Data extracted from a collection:
********************
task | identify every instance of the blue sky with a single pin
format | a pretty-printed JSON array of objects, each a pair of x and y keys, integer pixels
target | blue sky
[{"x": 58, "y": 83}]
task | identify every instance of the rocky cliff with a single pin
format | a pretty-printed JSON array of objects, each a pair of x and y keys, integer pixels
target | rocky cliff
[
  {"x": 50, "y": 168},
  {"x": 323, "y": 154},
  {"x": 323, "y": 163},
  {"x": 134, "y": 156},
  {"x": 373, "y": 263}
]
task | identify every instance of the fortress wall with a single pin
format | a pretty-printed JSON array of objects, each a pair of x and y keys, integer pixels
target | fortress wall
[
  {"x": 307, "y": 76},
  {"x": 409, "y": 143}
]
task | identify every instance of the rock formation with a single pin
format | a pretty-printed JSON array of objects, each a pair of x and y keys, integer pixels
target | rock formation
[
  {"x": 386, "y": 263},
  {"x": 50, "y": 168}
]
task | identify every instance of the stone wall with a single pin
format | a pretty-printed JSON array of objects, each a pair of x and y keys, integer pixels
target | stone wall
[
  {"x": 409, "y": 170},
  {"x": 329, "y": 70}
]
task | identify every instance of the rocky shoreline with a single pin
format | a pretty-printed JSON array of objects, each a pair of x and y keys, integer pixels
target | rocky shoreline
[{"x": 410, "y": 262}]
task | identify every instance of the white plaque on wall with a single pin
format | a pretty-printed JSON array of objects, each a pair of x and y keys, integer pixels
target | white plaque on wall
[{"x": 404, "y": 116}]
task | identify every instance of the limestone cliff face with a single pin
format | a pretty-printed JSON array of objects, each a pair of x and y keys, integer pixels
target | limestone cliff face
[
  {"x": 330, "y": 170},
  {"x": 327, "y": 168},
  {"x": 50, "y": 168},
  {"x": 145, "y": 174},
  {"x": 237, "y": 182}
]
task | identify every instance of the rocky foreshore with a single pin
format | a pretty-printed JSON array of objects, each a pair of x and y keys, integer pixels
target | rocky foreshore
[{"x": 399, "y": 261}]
********************
## What you need to do
Start copying at the line that contains "target | stone wall" and stop after the last line of the records, keeping every line exactly.

## The completed task
target | stone wall
[
  {"x": 409, "y": 170},
  {"x": 329, "y": 70}
]
task | identify every instance of the rocky shoreline with a single pin
format | a pretty-printed JSON array of objects, each a pair of x and y keys, integer pixels
target | rocky shoreline
[{"x": 410, "y": 262}]
task | identify every instance of the white plaque on wall with a single pin
format | a pretty-printed JSON array of objects, each a pair of x and y keys, integer pixels
target | white plaque on wall
[{"x": 404, "y": 116}]
task | identify every instance of the limestone cliff face with a single pin
format | a pretty-printed JSON array of objects, each a pair of x and y keys, integer pixels
target | limestone cliff face
[
  {"x": 330, "y": 170},
  {"x": 327, "y": 168},
  {"x": 50, "y": 168},
  {"x": 145, "y": 174},
  {"x": 237, "y": 182}
]
task | identify every instance of the rocky foreshore with a single pin
format | a pretty-printed JSON array of objects, each a pair of x and y keys, integer pixels
target | rocky foreshore
[{"x": 399, "y": 261}]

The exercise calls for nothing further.